Data Format Specification

Overview

FX-Store uses a custom binary format optimized for:

Fast sequential reads: Memory-mapped files
Efficient compression: 10:1 ratio with zstd
Quick random access: B+Tree indexing
Cache efficiency: 64-byte aligned structures

File Structure

Main Data File (.fxd)

┌─────────────────────────────────┐ 0x0000
│         File Header             │
├─────────────────────────────────┤ 0x0040
│        Symbol Table             │
├─────────────────────────────────┤ Variable
│      Compressed Blocks          │
├─────────────────────────────────┤ Variable
│        B+Tree Index             │
├─────────────────────────────────┤ Variable
│         Metadata                │
└─────────────────────────────────┘ EOF

File Header (64 bytes)
════════
*Required tasks*
1/ In the FX-Store format specification, name every section shown in the layout of the main data file (.fxd), from top to bottom.
2/ Reproduce the stretch of the FX-Store format specification from "Fast sequential reads: Memory-mapped" through "Data File (.fxd)", keeping every character unchanged.
════════
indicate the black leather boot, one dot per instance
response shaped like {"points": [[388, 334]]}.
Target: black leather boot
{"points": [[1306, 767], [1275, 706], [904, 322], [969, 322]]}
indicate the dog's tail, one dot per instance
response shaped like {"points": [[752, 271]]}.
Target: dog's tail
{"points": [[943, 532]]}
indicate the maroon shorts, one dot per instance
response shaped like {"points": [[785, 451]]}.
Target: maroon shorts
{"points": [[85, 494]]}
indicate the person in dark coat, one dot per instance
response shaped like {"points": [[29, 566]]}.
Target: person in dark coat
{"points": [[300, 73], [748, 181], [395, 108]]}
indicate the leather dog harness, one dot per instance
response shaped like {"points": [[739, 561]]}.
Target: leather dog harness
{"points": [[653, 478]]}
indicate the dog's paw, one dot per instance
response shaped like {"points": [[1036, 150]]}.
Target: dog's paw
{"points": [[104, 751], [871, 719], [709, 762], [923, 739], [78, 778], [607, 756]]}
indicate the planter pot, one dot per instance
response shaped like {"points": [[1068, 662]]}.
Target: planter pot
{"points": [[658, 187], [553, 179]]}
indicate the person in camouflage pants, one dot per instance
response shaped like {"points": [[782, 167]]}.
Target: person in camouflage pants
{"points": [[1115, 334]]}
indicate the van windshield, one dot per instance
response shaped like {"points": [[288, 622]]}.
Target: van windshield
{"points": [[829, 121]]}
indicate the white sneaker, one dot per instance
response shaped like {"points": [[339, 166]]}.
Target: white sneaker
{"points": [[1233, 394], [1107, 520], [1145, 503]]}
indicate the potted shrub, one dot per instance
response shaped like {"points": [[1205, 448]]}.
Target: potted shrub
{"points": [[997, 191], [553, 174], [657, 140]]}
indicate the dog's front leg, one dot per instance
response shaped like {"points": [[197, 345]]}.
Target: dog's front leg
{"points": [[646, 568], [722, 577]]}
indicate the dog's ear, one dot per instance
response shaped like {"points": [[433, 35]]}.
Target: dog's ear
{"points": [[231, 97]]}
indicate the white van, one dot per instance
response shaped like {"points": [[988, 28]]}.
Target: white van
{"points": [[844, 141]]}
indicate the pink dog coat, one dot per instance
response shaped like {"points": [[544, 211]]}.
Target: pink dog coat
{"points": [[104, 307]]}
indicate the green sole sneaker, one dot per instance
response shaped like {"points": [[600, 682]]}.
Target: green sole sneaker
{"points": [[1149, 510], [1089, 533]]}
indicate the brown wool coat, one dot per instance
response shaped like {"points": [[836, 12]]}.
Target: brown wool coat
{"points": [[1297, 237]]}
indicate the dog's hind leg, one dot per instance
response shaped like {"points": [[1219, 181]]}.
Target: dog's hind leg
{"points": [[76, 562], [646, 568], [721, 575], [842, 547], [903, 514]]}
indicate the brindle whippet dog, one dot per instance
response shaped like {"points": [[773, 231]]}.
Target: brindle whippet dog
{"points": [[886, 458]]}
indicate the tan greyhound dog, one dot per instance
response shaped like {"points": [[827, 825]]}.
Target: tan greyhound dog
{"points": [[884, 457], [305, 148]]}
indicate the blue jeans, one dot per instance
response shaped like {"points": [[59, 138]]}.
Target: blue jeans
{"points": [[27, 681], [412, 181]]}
════════
*The results*
1/
File Header
Symbol Table
Compressed Blocks
B+Tree Index
Metadata

2/
Fast sequential reads: Memory-mapped files
Efficient compression: 10:1 ratio with zstd
Quick random access: B+Tree indexing
Cache efficiency: 64-byte aligned structures

File Structure

Main Data File (.fxd)